▶ _Supplied passage_
——
In [10]:
import torch
import pickle
import torch.nn as nn
import torch.nn.functional as F
from torch.utils.data import DataLoader
from torch.nn.utils.rnn import pack_padded_sequence, pad_packed_sequence

In [33]:
# load tensors from disk
with open('storage/pitch_level_tensors.pkl', 'rb') as f:
    pitch_level_tensors = pickle.load(f)

$\textbf{Model Architecture}$

Both models use a __CNN-(bi)LSTM__ architecture:
- The CNN layers progressively extract salient features
- The bi-LSTM looks for temporal patterns that may distinguish injured and non-injured pitchers

In [34]:
""" LOSS FUNCTIONS """
def pitch_level_loss(
        logits_step: torch.Tensor, 
        y_step: torch.Tensor, 
        mask: torch.Tensor, 
        pos_weight: bool = False
) -> torch.Tensor:
    """ 
    Compute pitch-level loss given ground truth. Valid for binary or smoothed (e.g., sigmoid) outcome labels.

    Args:
        logits_step (torch.Tensor): Logits from the model of shape [B, T].
        y_step (torch.Tensor): Ground truth labels of shape [B, T]. Should be in [0, 1].
——
▶ _Information provided_
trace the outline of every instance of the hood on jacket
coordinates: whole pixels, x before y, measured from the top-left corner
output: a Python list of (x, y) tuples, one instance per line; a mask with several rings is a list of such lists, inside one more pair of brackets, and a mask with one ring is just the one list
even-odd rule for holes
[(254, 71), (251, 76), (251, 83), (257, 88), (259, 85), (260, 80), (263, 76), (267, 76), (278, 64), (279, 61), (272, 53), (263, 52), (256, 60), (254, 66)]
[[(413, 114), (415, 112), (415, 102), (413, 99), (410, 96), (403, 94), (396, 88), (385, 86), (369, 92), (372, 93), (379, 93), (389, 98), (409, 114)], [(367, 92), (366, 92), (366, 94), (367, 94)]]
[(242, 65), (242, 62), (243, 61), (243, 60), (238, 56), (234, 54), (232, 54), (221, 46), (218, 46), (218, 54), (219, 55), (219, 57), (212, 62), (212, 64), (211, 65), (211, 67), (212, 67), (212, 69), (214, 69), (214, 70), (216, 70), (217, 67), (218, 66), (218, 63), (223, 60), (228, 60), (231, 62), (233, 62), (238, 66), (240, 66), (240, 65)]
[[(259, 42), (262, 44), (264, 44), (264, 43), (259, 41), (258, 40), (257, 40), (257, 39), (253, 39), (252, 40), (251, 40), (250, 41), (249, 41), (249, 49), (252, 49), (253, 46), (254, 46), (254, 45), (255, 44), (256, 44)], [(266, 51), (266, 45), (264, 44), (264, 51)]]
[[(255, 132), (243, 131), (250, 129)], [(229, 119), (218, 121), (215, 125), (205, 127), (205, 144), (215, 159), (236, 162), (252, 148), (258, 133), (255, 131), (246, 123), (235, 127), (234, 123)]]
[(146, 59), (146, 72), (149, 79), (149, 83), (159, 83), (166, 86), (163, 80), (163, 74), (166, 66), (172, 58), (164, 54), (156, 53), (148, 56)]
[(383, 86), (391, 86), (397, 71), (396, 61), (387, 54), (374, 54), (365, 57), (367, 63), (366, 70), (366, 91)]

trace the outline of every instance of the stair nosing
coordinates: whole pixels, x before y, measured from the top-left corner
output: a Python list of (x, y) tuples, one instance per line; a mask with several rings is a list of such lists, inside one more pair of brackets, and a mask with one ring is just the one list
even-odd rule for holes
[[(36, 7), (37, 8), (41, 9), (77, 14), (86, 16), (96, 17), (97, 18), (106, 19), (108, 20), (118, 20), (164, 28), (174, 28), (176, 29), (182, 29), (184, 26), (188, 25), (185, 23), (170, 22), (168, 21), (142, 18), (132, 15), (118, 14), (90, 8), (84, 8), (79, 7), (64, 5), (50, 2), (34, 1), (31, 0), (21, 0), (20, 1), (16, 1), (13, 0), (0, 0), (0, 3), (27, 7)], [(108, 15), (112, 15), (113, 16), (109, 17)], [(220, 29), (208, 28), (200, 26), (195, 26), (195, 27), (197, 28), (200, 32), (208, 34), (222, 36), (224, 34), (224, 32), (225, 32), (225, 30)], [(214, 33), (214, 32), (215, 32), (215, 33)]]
——
▶ _Aim of the task_
Answer these from the pitch-level model notebook:
1. From what file path are the pitch-level tensors loaded?
2. What architecture do both models use?
3. What shape does the docstring give for `logits_step`?

▶ _Task response_
1. storage/pitch_level_tensors.pkl
2. A CNN-(bi)LSTM architecture
3. [B, T]